→ **Description of the task**:
Quote the records below line for line, changing nothing in any of them.

→ **Information given**:
══════

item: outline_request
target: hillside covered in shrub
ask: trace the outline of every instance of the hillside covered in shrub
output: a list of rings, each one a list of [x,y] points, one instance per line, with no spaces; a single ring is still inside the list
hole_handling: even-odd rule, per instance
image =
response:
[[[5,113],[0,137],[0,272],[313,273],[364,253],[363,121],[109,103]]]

══════

→ **Reply**:
item: outline_request
target: hillside covered in shrub
ask: trace the outline of every instance of the hillside covered in shrub
output: a list of rings, each one a list of [x,y] points, one instance per line, with no spaces; a single ring is still inside the list
hole_handling: even-odd rule, per instance
image =
response:
[[[5,113],[0,137],[0,272],[313,273],[364,253],[363,121],[109,103]]]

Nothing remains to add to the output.